Text
+---+

A Troubled Marriage
Steve and Lyn: Moving from Anger to Laughter
Steve was a big, burly owner of a fleet of moving vans who had no patience for palmistry. When we started our first session he wanted to be any place other than in my office watching me analyze his handprints.
“I’m only here because my wife made me come. There is nothing wrong with me—she might buy into this palmistry silliness, but I don’t,” he said, folding his tattooed-arms across his chest defensively.
“I understand,” I said, smiling. “Palmistry isn’t everybody’s cup of tea.” I also understood that his wife, Lyn, a long time client of mine, was fed up living with Steve’s demanding nature, short-temper, and overall miserable outlook on life. He was no longer the thoughtful, happy man she’d married 20 years earlier. She’d had enough and had given him an ultimatum—go see Guylaine or pack your bags. Despite his surliness, the fact that he was sitting across from me told me he loved Lyn and was desperate to save his marriage.

+---+

Extracted records
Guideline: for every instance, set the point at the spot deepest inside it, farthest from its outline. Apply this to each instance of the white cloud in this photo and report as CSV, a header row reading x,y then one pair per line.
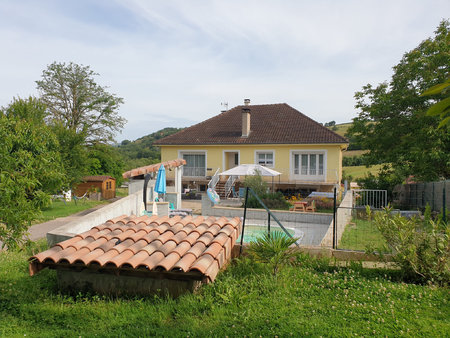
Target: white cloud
x,y
176,61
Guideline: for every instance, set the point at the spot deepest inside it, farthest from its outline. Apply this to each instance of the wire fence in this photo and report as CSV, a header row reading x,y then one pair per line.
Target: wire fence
x,y
417,195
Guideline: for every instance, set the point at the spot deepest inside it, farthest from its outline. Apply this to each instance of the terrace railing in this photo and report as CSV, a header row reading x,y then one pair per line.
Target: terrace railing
x,y
213,182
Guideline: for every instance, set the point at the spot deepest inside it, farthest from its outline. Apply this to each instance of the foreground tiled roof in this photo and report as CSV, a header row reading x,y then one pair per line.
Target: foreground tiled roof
x,y
197,246
270,124
153,168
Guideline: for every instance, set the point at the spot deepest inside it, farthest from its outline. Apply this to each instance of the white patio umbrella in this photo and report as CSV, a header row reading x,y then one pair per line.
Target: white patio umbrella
x,y
250,170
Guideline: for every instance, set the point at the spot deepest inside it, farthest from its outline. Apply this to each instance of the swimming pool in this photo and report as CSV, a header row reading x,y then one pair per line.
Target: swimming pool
x,y
253,232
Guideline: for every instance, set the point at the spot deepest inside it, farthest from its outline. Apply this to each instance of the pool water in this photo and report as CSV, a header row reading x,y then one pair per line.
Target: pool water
x,y
253,232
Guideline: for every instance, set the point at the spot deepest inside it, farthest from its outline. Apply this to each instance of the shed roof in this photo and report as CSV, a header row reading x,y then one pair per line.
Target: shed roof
x,y
269,124
197,246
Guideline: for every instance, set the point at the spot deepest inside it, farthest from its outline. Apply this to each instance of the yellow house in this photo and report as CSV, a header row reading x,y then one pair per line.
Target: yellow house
x,y
308,155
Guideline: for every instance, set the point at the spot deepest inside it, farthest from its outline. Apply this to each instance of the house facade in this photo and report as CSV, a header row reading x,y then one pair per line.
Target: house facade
x,y
308,155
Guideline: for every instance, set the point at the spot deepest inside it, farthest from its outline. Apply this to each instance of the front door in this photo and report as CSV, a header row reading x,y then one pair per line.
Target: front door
x,y
231,159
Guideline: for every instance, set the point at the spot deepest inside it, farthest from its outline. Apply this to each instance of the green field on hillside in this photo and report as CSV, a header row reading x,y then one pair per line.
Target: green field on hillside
x,y
360,171
341,129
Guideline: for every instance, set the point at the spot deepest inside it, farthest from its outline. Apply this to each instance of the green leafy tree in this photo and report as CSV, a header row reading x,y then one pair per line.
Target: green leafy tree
x,y
30,167
76,101
442,107
392,122
74,154
105,159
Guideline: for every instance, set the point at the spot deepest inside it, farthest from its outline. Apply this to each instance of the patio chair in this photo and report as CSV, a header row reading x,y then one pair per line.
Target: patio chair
x,y
298,206
234,193
312,207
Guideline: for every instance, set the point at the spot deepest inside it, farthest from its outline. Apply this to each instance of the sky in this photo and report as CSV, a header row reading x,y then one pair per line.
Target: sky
x,y
175,63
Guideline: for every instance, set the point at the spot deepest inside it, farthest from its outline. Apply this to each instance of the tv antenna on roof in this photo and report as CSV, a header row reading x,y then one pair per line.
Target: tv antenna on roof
x,y
224,104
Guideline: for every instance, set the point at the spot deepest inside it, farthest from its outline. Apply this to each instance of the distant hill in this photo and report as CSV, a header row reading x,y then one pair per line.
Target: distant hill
x,y
341,129
141,151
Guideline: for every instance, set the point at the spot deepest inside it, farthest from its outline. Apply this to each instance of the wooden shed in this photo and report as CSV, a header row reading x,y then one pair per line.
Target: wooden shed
x,y
105,184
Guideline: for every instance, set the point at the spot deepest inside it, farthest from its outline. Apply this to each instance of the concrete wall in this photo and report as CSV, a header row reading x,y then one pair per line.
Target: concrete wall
x,y
111,284
343,217
208,209
130,205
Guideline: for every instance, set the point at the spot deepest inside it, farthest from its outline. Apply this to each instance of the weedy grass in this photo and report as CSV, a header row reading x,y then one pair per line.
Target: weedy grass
x,y
60,209
360,171
311,298
361,235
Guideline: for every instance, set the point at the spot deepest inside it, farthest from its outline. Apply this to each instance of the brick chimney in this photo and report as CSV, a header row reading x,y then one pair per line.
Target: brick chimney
x,y
246,119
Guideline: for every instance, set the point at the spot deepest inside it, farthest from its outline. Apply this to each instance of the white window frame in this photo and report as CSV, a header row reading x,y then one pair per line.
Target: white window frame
x,y
224,160
263,151
308,176
194,152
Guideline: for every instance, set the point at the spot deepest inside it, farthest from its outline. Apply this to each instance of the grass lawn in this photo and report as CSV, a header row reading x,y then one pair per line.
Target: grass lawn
x,y
361,234
59,209
361,170
121,192
311,299
350,153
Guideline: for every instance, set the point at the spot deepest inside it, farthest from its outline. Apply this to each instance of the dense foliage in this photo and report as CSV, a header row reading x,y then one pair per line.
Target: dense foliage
x,y
30,167
420,247
392,122
273,249
75,100
106,160
442,107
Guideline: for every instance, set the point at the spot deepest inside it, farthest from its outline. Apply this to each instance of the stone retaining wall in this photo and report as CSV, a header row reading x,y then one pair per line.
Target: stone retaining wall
x,y
129,205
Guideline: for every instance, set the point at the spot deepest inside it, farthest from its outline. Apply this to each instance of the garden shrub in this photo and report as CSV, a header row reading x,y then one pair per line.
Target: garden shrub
x,y
273,249
421,247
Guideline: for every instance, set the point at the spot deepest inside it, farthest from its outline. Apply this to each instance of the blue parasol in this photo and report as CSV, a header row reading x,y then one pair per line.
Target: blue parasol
x,y
160,185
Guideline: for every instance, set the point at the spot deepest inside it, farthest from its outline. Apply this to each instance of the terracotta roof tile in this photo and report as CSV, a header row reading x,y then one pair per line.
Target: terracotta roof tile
x,y
202,263
171,245
206,238
99,178
197,249
269,124
169,261
185,263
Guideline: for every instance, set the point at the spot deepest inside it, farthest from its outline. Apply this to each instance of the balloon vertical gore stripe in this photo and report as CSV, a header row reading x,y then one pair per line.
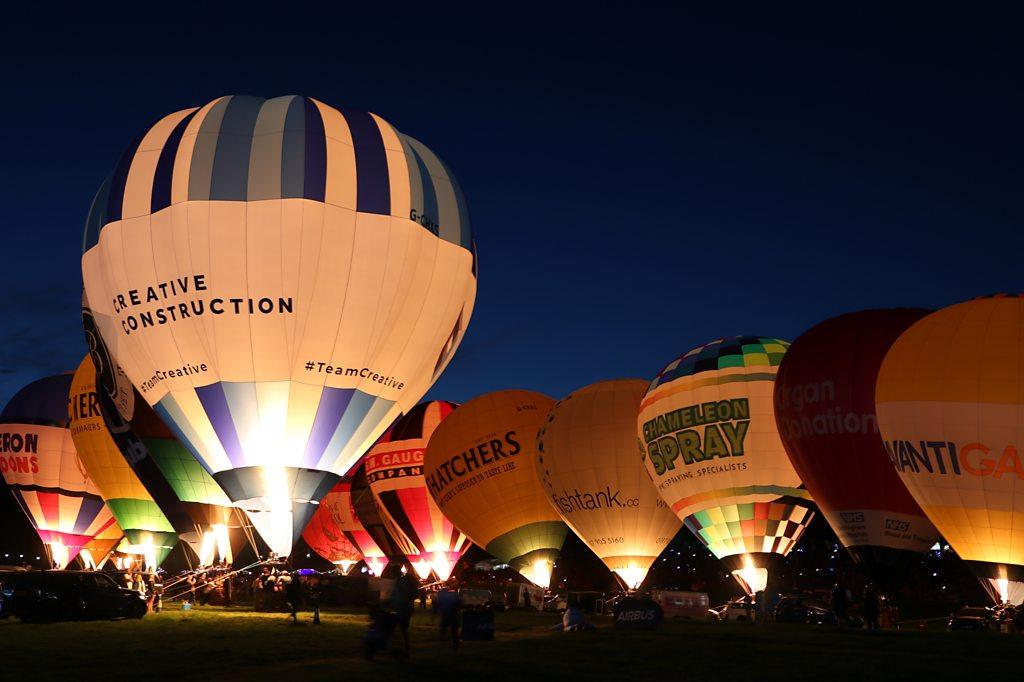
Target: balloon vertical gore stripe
x,y
373,188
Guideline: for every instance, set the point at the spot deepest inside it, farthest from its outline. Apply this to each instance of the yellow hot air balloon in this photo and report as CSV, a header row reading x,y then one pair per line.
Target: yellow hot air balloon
x,y
479,469
714,451
280,280
146,529
950,405
595,478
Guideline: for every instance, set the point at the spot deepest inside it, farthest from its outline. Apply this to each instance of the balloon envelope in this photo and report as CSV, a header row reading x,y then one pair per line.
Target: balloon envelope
x,y
394,473
592,471
41,466
479,469
714,452
338,536
144,525
950,406
824,405
280,280
189,498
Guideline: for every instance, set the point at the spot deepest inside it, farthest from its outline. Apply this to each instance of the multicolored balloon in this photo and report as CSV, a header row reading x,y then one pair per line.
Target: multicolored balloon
x,y
595,478
41,466
280,280
479,469
194,503
98,551
394,473
824,406
338,536
147,530
713,449
950,405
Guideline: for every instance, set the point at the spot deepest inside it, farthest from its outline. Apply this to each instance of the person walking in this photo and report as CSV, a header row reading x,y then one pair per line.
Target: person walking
x,y
402,601
294,595
872,607
314,596
840,602
448,605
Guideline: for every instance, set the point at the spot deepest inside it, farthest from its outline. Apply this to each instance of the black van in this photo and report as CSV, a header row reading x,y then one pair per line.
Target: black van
x,y
73,595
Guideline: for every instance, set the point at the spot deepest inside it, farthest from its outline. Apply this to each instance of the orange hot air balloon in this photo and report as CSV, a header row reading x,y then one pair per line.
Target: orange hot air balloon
x,y
595,477
950,403
41,466
824,406
479,469
147,530
337,535
394,473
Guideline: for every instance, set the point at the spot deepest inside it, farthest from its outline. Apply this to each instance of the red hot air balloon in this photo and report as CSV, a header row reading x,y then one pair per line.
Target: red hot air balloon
x,y
394,473
334,528
824,406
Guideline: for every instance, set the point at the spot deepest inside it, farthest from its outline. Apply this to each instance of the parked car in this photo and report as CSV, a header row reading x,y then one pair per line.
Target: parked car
x,y
978,619
73,595
733,610
8,580
801,609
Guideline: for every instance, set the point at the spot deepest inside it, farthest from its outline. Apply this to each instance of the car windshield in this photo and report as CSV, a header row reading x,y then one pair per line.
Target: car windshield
x,y
974,611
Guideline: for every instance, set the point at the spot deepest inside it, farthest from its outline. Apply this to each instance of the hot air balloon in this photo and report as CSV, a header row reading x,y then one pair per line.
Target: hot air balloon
x,y
479,469
40,464
147,530
714,452
394,473
98,551
280,280
824,406
194,503
950,403
335,528
595,478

+---+

Tasks
• A. In the text about Steve and Lyn, what kind of business did Steve own?
• B. Quote everything in the text about Steve and Lyn from "A Troubled Marriage" down to "his chest defensively.".

Worked solutions
• A. A fleet of moving vans.

• B.
A Troubled Marriage
Steve and Lyn: Moving from Anger to Laughter
Steve was a big, burly owner of a fleet of moving vans who had no patience for palmistry. When we started our first session he wanted to be any place other than in my office watching me analyze his handprints.
“I’m only here because my wife made me come. There is nothing wrong with me—she might buy into this palmistry silliness, but I don’t,” he said, folding his tattooed-arms across his chest defensively.